Saturday, September 23, 2023

Interstellar by Avi Loeb (2023)


Professor Loeb is a great astronomer, scientist, and organizer.  He has some interesting philosophical ideas and fun speculations about society and the nature of existence. This book sometimes drifts into odd rants unrelated to his speculations but his reformulations of the Drake equation and sci-fi ideas are fun.  3/5 Stars.

Saturday, August 19, 2023

Die Heilung der Welt von Ronald Gerste (2021)


Jemand schlug mir vor, „Wie Krankheiten Geschichte machen" zu lesen. Als ich nach diesem Titel suchte, fand ich in der Bibliothek dieses Buch desselben Autors. Es ist interessant und gut geschrieben. Wie Wladimir Lenin zum Thema politische Geschichte sagte: „Es gibt Jahrzehnte, in denen nichts passiert; und es gibt Wochen, in denen Jahrzehnte passieren." Das gilt auch für die Geschichte der Medizin. Es gab Jahrhunderte, in denen keine Welt verändernde Entdeckungen oder Technologien entdeckt oder angewendet wurden, und es gab Jahrzehnte, die die Gesundheit und das Wohlergehen der Menschen mehrfach völlig veränderten. In diesem Buch geht es um die medizinischen Revolutionen, die die moderne Welt von 1840 bis 1870 prägten, es enthält jedoch eine kürzere Berichterstattung über die Ursprünge der medizinischen Wissenschaft in den 1790er Jahren und die Ergebnisse bis in die 1920er Jahre. Das Buch ist manchmal etwas zu explizit und ekelerregend, aber insgesamt lohnt es sich. 4/5 Sterne.

Saturday, March 12, 2022

Code Breaker buy Walter Isaacson


I think Brian Keating's Losing the Nobel Prize is slightly better. But this Jennifer Doudna story is pretty good.  I finished reading the book a few days before the patent office's final ruling on whose patent takes precedence for applications of CRISPR Cas9 for human gene editing (Doudna lost).  And I had no idea about the Biohackers who are editing their own genes.  The competition and races for her discoveries are fun, but the entire second half of the book, examining bio ethics, is a little boring.  It's still entertaining and fun, 5/5 Stars.

• _SET OF TASKS_:
[A] In the book reviews, what star rating is given to Interstellar?
[B] Render this sentence from the book reviews in English: "Das Buch ist manchmal etwas zu explizit und ekelerregend, aber insgesamt lohnt es sich."
[C] Name every book title mentioned in the book reviews.
None of the lines are needed for this.

(Point-per-instance localization data)

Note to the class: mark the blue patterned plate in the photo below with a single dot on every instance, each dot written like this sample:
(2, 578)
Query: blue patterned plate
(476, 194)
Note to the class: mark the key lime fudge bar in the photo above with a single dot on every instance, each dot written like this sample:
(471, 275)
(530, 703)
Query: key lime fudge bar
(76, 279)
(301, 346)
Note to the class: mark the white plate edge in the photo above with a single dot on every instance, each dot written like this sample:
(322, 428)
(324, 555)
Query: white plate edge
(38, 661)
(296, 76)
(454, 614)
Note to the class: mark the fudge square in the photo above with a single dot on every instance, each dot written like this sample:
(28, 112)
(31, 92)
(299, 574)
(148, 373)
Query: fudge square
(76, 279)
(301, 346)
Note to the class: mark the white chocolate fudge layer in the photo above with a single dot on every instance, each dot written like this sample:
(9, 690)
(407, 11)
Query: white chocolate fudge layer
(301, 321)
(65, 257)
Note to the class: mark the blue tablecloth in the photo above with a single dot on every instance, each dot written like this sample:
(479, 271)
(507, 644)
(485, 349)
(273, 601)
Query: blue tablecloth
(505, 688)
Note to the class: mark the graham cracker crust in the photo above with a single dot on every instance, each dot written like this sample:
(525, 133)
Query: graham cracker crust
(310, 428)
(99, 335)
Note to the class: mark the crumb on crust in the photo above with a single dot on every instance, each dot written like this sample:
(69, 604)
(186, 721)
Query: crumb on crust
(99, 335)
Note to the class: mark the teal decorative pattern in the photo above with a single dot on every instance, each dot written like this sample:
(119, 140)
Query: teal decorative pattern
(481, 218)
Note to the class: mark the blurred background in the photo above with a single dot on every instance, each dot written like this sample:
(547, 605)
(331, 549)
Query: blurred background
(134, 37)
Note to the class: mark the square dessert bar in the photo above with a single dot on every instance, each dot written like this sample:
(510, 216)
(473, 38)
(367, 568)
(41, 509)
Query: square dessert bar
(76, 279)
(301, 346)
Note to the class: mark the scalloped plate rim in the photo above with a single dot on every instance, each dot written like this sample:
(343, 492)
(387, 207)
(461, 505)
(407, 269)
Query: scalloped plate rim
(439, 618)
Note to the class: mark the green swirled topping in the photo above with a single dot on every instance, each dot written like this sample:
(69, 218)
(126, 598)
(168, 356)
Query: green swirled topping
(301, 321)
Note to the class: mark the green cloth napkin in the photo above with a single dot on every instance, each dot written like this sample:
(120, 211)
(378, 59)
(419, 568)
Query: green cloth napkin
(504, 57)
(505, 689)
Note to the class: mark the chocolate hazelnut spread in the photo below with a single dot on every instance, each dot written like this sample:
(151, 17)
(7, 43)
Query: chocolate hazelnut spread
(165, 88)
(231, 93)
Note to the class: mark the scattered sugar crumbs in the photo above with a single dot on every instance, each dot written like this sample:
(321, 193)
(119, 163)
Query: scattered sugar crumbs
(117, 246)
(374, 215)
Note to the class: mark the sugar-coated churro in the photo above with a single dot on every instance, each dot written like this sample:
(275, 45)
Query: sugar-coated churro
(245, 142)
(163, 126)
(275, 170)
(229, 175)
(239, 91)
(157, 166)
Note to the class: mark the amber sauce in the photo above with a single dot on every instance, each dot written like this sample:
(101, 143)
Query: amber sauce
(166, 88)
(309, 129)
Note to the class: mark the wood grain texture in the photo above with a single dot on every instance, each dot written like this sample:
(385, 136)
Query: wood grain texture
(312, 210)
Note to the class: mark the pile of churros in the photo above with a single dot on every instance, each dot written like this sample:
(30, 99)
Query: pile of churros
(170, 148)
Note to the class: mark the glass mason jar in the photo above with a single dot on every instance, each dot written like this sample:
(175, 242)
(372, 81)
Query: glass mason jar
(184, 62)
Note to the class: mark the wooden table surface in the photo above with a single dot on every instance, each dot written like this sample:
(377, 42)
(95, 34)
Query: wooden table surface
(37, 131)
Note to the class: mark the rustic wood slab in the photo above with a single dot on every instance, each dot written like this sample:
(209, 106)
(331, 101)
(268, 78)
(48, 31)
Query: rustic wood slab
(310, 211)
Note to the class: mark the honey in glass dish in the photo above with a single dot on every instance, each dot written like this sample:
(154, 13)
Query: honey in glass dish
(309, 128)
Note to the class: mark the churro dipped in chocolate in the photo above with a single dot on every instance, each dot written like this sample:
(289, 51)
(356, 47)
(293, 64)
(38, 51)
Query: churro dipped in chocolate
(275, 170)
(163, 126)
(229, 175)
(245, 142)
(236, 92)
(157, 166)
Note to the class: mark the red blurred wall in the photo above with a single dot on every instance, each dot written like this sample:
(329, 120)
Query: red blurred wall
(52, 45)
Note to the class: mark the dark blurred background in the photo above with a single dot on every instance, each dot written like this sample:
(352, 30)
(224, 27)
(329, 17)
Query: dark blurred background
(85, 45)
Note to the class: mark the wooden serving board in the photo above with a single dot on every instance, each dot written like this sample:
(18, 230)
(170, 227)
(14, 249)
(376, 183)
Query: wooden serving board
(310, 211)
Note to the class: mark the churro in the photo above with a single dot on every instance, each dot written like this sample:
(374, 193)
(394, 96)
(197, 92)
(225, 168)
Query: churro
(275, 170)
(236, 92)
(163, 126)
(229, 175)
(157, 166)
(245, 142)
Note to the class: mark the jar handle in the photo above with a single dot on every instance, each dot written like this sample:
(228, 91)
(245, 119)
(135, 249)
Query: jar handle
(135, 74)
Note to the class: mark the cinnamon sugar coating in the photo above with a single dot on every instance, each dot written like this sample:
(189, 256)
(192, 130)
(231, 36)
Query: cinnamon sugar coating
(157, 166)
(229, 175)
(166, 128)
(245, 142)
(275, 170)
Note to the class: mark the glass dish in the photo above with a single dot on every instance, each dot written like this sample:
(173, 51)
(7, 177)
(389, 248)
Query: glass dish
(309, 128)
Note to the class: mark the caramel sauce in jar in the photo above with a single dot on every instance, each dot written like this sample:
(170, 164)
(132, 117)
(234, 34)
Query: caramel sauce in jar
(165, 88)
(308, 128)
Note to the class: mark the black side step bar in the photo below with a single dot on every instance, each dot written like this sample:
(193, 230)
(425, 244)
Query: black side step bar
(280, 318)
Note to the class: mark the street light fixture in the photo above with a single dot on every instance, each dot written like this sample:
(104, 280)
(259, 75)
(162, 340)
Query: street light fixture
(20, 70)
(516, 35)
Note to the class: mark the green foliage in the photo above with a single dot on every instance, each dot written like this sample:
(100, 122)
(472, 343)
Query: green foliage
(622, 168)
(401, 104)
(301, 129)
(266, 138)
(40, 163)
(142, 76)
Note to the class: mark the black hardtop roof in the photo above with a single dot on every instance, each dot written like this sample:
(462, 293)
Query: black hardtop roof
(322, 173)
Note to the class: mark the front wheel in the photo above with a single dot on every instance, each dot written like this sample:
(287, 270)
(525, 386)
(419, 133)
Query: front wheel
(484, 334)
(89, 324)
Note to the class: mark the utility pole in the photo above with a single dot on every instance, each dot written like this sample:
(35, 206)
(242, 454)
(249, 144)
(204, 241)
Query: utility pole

• _RESULTS FOR EACH TASK_:
[A] 3/5 Stars.

[B] The book is sometimes a bit too explicit and disgusting, but overall it is worth it.

[C]
Interstellar
Die Heilung der Welt
Wie Krankheiten Geschichte machen
Code Breaker
Losing the Nobel Prize